**WHAT THIS EXERCISE ASKS**.
1. In the cigar band text, who do historians credit with inventing the cigar band?
2. Carry on the cigar band text from its last sentence.

Loop of paper or foil that surrounds a cigar

A cigar band is a loop made of paper or foil fitted around the body of a cigar to denote its brand or variety. Although origins of the device are the subject of several legends, modern historians credit a European immigrant to Cuba named Gustave Bock with invention of the cigar band in the 1830s. Within two decades, banding of cigars exported from Havana became almost universal.

Their use remains very much a part of modern cigar production, with a recent trend towards larger and more elaborate designs in evidence. Cigar bands are considered a collectible by some people today, with collectors organized into a group called the International Label, Seal and Cigar Band Society.

==History==
===Origins===
The origin of the use of cigar bands is steeped in myth. One legend has it that Russian Tsaritsa Catherine the Great took cigars wrapped in silk so as not to stain her fingers, with members of her court beginning to wrap cigars in fabric bands in emulation of the queen. Similarly, tales have been told of paper bands used on cigars exported to England to prevent the staining of gentlemen's white gloves.

These fanciful theories aside, cigar historians credit Dutch-born cigarmaker Gustave Bock with the invention of the cigar band in the 1830s, when he ordered paper rings with his signature on them placed on every cigar intended for export to Europe. In this way, an indication of quality and prestige would be lent to Bock's products, he believed. By the middle of the 1850s, virtually all Cuban cigarmakers were banding their exported cigars, registering their marks with the government and urging consumers to insist on banded products.

**SUPPLIED DATA**.
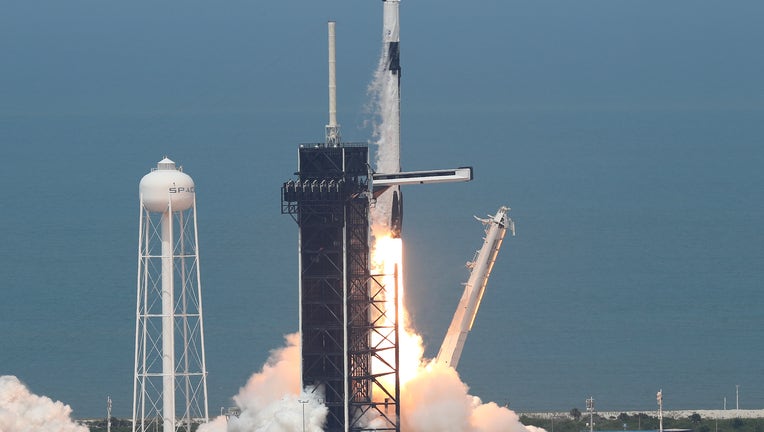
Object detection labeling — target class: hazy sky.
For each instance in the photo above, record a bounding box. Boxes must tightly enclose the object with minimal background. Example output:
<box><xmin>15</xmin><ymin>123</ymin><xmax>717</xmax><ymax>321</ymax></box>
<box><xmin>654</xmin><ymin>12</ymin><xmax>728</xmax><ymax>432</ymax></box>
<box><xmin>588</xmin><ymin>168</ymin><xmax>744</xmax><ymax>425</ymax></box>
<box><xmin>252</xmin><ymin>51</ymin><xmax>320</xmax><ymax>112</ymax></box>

**SET OF ANSWERS**.
1. Gustave Bock, a Dutch-born cigarmaker, in the 1830s.

2.
===Heyday of cigars===

At the turn of the 20th century an estimated four out of five American men smoked cigars, with production in hundreds of factories. Product differentiation became very important in the fiercely competitive marketplace as makers struggled to win and keep market share. With the cost of production of cigar bands approximately 70 cents per thousand, the use of colorful maker's marks became an important tool for building brand identities. Historians estimate that approximately 2 billion cigar bands were sold in the United States in the year 1900 alone.

===Band production===
With advances in printing technology, cigar bands became brighter and more pictorial as the 19th century drew to a close. The bands and box art printed from 1890 to 1920 are today considered to be a product of the "Golden Age" of cigar-related artwork.

Cigar bands in the early 20th century were precut by the printer and generally were shipped in bundles of 100. Bands were applied by hand as one of the final stages of the production process, with the cigarmaker generally backing the band with a dab of plant-based glue to hold it in place on the finished cigar. Bands produced in Europe were typically carefully designed to match packaging motifs, while in the United States many bands bore a resemblance to the boxes or inner paper in which they were packaged.

Cigar bands were also used as a primitive form of trading stamps by some cigarmakers of the early 20th century, with at least one company producing an illustrated catalog replete with premiums which could be received in exchange for dozens, hundreds, or thousands of its bands.

From the 1920s through much of the 20th century cigar bands tended to become more utilitarian, owing to the spread of low cost four-color printing and the growth of cigarettes, which dramatically reduced the number of cigar manufacturers and their need for brand differentiation.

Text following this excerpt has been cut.